MATERIAL PROVIDED section start

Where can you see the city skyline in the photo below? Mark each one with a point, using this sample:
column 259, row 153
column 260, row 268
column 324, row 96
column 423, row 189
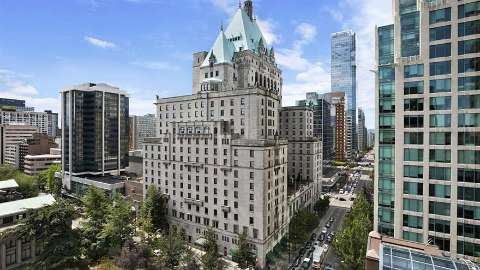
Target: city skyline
column 148, row 58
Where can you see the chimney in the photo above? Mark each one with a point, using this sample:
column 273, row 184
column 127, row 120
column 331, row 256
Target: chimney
column 248, row 6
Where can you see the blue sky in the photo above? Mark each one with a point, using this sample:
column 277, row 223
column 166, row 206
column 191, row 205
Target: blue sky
column 145, row 46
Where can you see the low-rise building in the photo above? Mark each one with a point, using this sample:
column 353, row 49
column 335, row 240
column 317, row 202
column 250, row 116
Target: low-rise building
column 34, row 164
column 16, row 252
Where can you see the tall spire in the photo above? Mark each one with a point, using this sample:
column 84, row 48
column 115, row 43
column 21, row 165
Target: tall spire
column 248, row 6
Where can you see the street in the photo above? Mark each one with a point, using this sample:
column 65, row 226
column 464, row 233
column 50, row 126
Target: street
column 339, row 205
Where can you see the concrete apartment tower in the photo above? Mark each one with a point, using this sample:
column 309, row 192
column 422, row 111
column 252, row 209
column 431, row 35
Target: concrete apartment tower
column 427, row 141
column 344, row 79
column 94, row 130
column 217, row 155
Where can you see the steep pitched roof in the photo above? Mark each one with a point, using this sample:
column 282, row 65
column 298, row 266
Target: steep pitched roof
column 242, row 32
column 222, row 50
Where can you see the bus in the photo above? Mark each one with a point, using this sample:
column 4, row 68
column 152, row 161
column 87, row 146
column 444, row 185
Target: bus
column 318, row 255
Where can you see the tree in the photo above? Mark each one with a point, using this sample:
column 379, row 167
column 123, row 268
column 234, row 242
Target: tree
column 97, row 207
column 153, row 213
column 54, row 185
column 351, row 241
column 321, row 205
column 133, row 256
column 211, row 259
column 243, row 254
column 173, row 249
column 301, row 225
column 119, row 227
column 52, row 225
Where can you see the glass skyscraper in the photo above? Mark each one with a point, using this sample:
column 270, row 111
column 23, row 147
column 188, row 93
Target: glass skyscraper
column 427, row 171
column 94, row 129
column 344, row 79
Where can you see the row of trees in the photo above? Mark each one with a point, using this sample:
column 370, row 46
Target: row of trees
column 30, row 186
column 351, row 241
column 109, row 235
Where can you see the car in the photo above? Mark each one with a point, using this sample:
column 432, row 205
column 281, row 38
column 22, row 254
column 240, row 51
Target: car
column 321, row 237
column 328, row 267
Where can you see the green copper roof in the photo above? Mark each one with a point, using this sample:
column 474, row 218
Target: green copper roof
column 242, row 32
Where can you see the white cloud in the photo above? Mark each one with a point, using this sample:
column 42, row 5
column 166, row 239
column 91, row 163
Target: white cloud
column 311, row 75
column 365, row 15
column 15, row 86
column 154, row 65
column 100, row 42
column 267, row 27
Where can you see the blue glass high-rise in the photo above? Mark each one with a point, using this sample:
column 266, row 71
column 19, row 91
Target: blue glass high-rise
column 344, row 79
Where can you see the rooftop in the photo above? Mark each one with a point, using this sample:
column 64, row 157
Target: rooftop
column 20, row 206
column 8, row 184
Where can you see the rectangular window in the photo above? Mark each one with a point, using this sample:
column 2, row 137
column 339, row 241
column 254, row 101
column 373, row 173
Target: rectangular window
column 413, row 121
column 468, row 46
column 468, row 212
column 469, row 120
column 468, row 83
column 439, row 208
column 412, row 71
column 413, row 138
column 438, row 225
column 412, row 221
column 412, row 188
column 440, row 86
column 469, row 28
column 469, row 138
column 440, row 138
column 413, row 205
column 413, row 171
column 440, row 120
column 440, row 155
column 440, row 68
column 439, row 191
column 469, row 9
column 439, row 33
column 439, row 173
column 440, row 103
column 469, row 65
column 440, row 15
column 413, row 104
column 468, row 175
column 440, row 50
column 413, row 88
column 469, row 102
column 469, row 194
column 413, row 154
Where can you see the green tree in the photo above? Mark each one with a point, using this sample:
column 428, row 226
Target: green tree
column 321, row 205
column 301, row 225
column 153, row 213
column 351, row 241
column 54, row 185
column 52, row 225
column 97, row 206
column 243, row 254
column 173, row 249
column 119, row 227
column 211, row 259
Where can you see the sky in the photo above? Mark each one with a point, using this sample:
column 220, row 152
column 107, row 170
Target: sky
column 145, row 46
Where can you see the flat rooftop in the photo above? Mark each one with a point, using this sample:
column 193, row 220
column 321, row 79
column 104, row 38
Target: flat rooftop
column 20, row 206
column 8, row 184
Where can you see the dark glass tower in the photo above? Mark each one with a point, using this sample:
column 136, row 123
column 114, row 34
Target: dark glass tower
column 94, row 129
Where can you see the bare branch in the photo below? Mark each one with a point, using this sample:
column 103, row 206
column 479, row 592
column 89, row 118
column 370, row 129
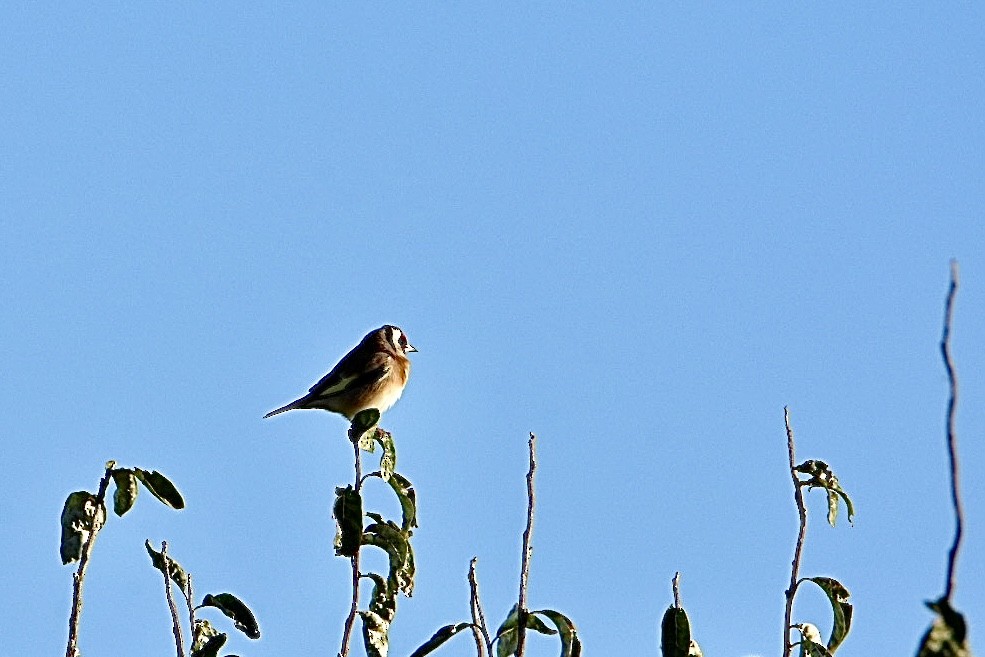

MATERIAL PROVIDED section end

#### [EXERCISE DETAILS]
Look for the word "below". Copy out every line of the data that has it.

#### [YOUR RESPONSE]
Where can you see the city skyline in the photo below? Mark each one with a point, using this sample:
Where can you see the bare branch in the photo below? Mark each one with a point, using this sample:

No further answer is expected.